─── Passage provided ───

The membrane protein Nogo-A is a major player in the neurite growth-inhibitory and regeneration-inhibitory effects exerted by myelin in the mammalian brain and spinal cord. In the injured CNS, neutralization or blockade of Nogo-A enhances regeneration, compensatory fibre sprouting and functional recovery. In the intact nervous system, a number of physiological functions of Nogo proteins have been recently discovered, as discussed in this Review.
Nogo proteins and the related reticulon (RTN)1-3 proteins consist of a highly conserved, 200-amino acid carboxy-terminal RTN domain and non-homologous amino-terminal extensions of various lengths. The neurite growth-inhibitory protein Nogo-A appeared in evolution for the first time in frogs and is present in all higher vertebrates. Two active sites are present; a Nogo-A-specific domain and a 66-amino acid domain that lies between the transmembrane and intramembrane parts of the RTN domain. Nogo-A is highly enriched in the nervous system, in oligodendrocytes and myelin at adult stages, and in neurons and precursor cells during development. The short proteins Nogo-B and Nogo-C are not inhibitory and occur in various tissues, including the nervous system.

───

→ Work order: In one to three sentences, explain Nogo-A's role in the mammalian brain and spinal cord, as the passage on Nogo proteins describes it, and what follows from blocking it after injury.

─── Recorded information ───

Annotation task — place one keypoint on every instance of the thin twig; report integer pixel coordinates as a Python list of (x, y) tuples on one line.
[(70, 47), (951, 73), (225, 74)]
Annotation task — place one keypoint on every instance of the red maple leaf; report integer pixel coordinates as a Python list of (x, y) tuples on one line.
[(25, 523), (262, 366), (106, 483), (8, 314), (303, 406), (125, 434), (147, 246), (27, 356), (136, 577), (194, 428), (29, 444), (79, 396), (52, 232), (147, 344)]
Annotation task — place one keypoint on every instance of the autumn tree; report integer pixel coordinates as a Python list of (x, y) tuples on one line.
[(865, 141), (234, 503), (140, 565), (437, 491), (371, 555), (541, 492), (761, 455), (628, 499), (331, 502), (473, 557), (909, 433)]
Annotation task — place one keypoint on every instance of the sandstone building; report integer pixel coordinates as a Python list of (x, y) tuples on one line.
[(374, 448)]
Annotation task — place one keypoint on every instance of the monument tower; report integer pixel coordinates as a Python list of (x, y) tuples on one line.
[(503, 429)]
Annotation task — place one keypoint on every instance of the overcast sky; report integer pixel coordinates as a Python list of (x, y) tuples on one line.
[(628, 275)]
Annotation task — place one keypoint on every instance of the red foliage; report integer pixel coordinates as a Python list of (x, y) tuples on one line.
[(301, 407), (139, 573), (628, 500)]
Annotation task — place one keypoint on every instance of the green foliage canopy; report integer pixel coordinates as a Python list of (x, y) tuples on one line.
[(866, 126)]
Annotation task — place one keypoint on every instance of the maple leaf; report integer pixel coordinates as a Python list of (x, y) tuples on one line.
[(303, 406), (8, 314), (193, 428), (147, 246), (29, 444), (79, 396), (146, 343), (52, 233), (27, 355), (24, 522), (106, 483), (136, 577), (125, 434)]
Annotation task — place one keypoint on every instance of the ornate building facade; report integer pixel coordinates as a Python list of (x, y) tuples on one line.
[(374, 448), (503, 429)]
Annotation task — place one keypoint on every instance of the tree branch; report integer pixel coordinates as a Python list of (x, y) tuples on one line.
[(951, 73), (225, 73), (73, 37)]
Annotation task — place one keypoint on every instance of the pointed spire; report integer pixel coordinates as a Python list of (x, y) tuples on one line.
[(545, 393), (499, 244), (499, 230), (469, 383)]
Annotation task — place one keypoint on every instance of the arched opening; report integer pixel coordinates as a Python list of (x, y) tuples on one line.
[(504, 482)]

───
─── Recorded information ───

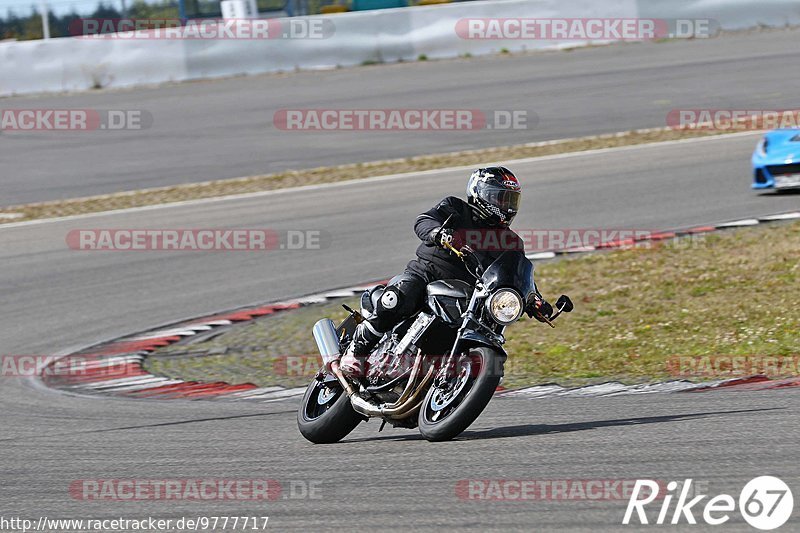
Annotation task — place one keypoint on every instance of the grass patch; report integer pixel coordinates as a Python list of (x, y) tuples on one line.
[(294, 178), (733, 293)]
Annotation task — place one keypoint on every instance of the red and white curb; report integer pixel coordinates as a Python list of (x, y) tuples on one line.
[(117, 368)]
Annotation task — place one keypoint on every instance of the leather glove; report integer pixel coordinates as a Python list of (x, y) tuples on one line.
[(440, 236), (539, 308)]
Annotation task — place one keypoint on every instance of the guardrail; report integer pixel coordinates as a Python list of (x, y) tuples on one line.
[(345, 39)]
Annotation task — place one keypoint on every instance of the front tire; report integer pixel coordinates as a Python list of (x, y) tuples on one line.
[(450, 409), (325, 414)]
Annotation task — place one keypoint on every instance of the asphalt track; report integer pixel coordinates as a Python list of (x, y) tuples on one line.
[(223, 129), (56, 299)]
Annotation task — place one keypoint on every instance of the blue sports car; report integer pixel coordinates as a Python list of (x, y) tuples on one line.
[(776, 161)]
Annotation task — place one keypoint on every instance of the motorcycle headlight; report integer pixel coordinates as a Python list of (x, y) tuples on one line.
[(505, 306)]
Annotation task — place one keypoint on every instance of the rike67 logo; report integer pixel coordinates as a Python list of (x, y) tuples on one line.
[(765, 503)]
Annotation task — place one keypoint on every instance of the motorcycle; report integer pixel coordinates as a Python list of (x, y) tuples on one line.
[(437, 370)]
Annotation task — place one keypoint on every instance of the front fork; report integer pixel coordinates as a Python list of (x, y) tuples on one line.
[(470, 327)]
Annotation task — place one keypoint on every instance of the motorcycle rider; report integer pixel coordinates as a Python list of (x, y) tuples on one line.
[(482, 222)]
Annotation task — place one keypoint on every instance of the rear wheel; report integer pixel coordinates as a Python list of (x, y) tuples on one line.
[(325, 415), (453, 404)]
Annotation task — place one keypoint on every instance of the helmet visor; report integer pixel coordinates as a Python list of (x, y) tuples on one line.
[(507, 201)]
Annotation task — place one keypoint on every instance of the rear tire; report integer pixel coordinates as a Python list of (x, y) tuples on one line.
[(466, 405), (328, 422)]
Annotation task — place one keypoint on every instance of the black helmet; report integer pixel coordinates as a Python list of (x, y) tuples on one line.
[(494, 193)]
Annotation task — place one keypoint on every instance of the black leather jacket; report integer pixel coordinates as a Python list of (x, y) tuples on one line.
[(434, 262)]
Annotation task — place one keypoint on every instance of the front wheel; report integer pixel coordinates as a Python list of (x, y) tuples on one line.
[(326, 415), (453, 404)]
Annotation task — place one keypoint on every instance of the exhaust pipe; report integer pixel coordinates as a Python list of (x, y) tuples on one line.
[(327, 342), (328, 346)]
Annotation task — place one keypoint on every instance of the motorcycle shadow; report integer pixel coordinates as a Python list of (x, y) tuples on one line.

───
─── Recorded information ───

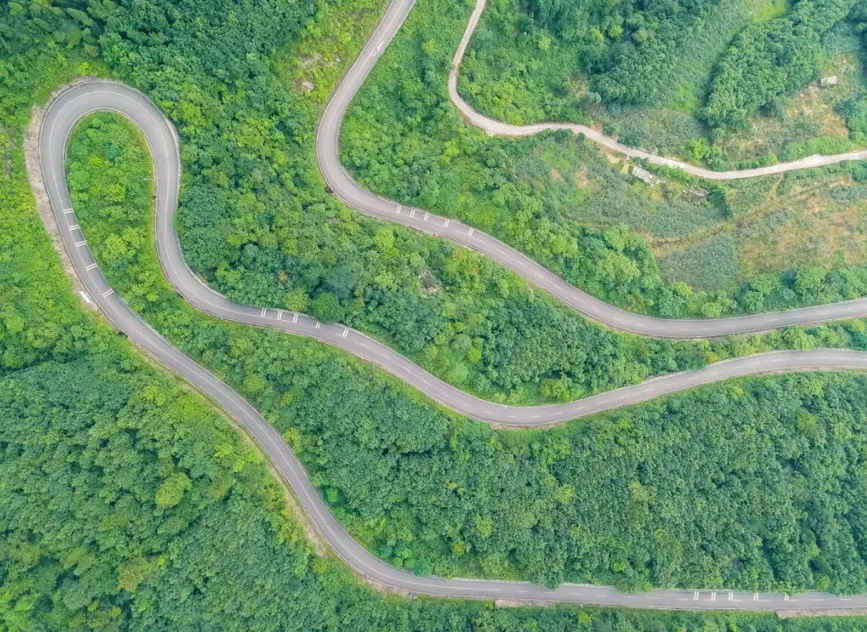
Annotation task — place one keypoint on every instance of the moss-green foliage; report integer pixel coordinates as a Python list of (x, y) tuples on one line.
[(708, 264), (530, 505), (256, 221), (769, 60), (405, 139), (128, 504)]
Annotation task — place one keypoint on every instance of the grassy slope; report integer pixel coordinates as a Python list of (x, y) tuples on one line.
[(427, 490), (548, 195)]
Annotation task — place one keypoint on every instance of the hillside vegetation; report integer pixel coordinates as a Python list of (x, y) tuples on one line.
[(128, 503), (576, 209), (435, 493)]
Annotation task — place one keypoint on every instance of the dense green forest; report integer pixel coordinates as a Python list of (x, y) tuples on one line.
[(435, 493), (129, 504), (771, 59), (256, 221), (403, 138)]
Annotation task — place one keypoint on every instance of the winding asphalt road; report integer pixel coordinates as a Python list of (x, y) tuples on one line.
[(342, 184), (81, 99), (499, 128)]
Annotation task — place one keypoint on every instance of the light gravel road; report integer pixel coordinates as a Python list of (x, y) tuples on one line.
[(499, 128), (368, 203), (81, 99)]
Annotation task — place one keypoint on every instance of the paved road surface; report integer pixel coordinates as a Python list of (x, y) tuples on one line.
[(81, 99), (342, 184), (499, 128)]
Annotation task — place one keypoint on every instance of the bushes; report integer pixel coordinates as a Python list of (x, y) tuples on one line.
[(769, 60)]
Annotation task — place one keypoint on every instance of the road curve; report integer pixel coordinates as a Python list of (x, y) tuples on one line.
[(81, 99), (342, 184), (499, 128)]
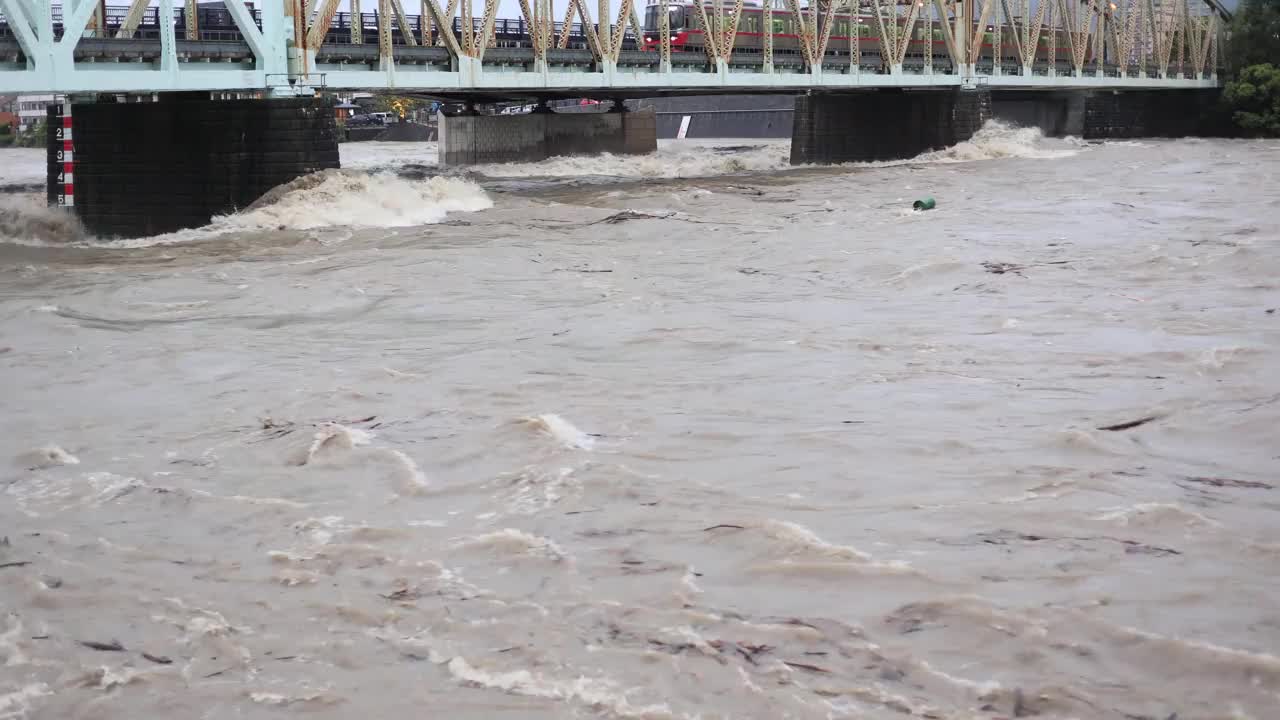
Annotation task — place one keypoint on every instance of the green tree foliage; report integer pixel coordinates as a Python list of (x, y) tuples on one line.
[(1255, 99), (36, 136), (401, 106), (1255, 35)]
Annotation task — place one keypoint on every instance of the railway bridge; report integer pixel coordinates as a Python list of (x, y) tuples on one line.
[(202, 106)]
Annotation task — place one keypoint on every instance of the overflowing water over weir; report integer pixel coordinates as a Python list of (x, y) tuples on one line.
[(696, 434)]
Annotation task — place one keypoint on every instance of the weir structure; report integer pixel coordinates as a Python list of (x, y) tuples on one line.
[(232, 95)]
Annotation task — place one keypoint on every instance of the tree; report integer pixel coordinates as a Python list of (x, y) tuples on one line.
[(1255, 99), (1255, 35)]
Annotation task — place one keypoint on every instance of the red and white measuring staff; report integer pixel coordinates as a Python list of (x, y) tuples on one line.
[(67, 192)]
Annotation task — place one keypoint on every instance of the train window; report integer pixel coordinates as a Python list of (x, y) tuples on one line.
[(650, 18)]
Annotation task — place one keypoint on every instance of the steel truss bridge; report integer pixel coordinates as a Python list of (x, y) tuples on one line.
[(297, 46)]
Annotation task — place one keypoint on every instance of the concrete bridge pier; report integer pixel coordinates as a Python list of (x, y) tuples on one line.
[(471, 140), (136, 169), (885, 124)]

───

→ Answer to the exercise: Nogo-A is a major player in the neurite growth-inhibitory and regeneration-inhibitory effects that myelin exerts in the mammalian brain and spinal cord. In the injured CNS, neutralizing or blocking Nogo-A therefore enhances regeneration, compensatory fiber sprouting and functional recovery.